▶ [ABOUT THIS EXERCISE]:
Please retype the records below exactly, from the first line through the line containing "box: [303, 0, 640, 132]", and leave out any pictures.

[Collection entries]

- Opening Delimiter -

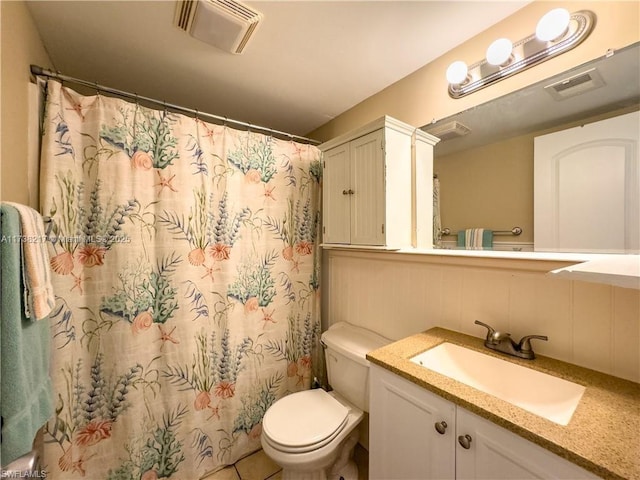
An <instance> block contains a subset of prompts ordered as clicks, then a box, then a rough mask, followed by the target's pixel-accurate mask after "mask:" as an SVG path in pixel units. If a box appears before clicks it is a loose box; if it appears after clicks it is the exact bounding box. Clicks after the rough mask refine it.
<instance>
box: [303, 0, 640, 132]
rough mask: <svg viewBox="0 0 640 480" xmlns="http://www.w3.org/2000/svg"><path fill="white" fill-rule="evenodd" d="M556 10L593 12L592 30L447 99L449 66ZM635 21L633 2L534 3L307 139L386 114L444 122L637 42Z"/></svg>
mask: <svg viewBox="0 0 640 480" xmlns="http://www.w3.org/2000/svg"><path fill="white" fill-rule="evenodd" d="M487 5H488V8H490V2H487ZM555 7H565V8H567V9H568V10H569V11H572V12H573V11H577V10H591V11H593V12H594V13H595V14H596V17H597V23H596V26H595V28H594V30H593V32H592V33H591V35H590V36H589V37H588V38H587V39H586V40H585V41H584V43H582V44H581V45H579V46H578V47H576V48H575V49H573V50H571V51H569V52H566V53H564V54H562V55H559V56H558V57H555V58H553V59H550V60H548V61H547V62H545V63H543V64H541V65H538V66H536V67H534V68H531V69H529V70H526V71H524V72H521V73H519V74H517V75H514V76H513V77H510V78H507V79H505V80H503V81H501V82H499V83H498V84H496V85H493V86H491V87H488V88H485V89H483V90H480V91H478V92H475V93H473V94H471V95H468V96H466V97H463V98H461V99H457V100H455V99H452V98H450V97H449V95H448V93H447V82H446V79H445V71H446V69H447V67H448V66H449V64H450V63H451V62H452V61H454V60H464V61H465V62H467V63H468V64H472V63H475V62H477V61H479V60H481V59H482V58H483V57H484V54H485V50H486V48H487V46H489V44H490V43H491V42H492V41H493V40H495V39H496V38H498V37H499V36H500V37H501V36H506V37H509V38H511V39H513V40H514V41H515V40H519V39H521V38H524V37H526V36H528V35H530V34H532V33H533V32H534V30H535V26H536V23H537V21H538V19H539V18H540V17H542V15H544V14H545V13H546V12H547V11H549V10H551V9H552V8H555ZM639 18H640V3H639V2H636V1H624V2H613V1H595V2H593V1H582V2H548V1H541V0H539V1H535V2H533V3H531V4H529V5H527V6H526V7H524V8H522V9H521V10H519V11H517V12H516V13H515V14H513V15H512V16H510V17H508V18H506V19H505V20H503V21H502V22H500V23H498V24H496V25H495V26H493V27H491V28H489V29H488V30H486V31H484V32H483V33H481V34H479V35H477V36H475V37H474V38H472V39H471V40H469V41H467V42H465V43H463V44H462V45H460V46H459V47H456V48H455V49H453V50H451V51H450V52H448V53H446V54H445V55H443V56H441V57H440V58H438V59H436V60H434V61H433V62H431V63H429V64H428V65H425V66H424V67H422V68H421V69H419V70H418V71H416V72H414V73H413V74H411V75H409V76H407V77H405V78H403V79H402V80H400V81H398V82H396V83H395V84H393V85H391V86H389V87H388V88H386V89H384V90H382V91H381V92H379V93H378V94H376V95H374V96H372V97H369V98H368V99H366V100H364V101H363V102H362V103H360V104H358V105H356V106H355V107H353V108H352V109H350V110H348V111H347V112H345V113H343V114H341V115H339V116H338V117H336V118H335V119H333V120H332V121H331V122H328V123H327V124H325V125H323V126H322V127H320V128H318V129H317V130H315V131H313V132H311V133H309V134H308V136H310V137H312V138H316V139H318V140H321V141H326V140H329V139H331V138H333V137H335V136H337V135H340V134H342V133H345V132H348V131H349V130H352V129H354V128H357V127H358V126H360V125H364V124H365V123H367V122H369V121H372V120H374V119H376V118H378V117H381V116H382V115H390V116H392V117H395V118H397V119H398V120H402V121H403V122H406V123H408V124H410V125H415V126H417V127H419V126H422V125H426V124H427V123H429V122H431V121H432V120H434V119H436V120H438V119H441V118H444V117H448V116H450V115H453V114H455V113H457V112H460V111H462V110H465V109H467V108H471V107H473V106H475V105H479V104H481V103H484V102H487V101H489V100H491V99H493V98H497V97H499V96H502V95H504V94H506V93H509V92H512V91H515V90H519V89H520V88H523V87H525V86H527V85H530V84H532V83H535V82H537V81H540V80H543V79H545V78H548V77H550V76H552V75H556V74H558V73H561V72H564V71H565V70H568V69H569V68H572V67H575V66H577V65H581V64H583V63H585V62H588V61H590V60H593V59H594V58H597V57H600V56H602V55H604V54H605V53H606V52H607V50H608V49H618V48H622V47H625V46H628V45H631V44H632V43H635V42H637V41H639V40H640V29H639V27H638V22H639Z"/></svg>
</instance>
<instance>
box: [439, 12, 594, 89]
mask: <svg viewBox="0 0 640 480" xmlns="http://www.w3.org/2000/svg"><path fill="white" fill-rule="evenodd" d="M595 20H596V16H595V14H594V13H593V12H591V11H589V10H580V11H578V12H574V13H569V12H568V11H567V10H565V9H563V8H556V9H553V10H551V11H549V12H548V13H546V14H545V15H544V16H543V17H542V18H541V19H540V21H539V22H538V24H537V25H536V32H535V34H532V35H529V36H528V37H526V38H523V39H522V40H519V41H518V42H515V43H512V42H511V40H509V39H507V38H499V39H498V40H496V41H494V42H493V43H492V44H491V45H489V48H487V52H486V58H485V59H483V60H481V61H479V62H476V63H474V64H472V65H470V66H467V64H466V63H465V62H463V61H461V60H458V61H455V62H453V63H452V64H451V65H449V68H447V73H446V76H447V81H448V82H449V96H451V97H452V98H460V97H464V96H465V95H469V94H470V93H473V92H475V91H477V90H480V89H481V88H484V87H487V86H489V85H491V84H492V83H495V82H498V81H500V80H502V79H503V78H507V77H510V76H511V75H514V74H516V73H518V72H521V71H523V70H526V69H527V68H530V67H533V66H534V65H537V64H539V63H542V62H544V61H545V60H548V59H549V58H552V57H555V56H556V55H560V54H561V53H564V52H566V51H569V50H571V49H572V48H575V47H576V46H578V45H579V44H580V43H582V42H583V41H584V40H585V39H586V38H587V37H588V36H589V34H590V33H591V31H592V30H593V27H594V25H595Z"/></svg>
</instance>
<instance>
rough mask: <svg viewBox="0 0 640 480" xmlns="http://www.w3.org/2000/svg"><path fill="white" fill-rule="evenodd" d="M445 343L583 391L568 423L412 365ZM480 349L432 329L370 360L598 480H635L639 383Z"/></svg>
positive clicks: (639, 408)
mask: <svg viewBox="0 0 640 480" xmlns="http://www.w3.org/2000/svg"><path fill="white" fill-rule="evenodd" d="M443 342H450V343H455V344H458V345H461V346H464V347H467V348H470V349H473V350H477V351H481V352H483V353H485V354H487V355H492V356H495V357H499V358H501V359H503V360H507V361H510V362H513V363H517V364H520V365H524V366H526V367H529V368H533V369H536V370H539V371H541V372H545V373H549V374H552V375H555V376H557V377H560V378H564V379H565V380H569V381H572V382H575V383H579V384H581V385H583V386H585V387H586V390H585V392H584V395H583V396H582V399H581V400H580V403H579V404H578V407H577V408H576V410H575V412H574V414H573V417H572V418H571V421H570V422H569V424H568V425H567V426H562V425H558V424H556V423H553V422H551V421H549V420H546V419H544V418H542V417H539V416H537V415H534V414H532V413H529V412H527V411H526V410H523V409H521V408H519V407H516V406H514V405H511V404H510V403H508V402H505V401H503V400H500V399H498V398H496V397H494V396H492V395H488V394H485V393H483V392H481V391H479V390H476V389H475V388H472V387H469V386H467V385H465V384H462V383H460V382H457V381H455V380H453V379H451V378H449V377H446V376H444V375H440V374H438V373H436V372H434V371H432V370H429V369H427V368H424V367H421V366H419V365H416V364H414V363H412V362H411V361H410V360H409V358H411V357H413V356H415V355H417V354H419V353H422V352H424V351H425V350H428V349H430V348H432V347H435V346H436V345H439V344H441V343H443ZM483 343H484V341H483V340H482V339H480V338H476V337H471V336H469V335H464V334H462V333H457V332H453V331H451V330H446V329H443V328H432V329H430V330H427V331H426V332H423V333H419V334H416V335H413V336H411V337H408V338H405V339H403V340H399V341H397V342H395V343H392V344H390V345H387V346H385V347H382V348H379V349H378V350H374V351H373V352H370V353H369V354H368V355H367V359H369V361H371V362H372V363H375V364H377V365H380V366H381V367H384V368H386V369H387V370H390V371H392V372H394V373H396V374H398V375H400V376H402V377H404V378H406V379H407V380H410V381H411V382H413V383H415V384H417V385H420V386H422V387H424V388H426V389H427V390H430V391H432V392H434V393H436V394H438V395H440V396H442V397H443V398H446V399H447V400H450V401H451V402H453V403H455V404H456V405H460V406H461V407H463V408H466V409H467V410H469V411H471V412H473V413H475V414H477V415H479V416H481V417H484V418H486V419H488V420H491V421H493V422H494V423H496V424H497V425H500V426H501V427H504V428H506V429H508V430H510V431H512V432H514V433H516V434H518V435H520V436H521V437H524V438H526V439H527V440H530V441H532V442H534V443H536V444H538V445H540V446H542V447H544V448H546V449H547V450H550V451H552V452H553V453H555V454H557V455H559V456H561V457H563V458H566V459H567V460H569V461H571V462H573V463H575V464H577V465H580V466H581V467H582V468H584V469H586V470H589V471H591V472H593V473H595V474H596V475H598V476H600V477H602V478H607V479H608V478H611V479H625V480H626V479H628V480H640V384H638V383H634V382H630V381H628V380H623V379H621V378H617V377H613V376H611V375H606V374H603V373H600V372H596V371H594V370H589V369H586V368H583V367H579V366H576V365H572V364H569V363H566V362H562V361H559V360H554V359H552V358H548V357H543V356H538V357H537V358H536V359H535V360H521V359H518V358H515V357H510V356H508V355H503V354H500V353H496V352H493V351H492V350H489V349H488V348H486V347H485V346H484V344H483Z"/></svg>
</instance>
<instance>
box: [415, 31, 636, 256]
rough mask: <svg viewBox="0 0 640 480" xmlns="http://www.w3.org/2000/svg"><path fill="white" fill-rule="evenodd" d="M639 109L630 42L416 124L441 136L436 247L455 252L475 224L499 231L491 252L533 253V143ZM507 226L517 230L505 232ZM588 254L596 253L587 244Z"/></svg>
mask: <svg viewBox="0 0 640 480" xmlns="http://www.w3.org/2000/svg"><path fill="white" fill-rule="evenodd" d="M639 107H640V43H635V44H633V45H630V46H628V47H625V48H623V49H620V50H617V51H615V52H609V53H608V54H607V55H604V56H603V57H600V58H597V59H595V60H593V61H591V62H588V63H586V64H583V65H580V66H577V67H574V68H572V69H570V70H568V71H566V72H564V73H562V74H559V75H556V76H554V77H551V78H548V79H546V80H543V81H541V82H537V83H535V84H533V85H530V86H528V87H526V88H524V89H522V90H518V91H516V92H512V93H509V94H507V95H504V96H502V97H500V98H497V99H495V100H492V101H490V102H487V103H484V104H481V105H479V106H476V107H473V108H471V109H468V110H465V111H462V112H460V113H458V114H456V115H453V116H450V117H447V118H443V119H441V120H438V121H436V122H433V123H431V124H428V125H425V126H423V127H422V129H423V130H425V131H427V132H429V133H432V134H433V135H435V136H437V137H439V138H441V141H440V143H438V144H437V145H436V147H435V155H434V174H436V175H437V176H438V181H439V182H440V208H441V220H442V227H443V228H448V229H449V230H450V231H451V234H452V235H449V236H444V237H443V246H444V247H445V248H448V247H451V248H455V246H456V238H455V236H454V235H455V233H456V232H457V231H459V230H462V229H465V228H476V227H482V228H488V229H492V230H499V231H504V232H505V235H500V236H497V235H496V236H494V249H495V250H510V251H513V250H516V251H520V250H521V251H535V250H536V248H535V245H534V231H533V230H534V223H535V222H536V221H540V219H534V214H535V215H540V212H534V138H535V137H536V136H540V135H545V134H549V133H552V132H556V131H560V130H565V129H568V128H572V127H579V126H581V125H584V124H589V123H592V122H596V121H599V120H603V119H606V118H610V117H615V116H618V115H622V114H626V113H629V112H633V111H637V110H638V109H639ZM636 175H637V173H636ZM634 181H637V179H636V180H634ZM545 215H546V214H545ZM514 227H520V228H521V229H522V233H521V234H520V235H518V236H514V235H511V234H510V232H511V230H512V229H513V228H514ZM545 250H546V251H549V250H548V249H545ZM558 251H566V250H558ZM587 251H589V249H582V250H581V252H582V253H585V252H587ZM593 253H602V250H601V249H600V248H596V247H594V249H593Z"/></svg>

- Closing Delimiter -

▶ [ANSWER AREA]:
An <instance> block contains a subset of prompts ordered as clicks, then a box, then a rough mask, followed by the target's pixel-accurate mask after "mask:" as an SVG path in pixel units. If a box appears before clicks it is a loose box; if it appears after clicks it is the exact bounding box. Clicks after the rough mask refine it.
<instance>
box: [303, 0, 640, 132]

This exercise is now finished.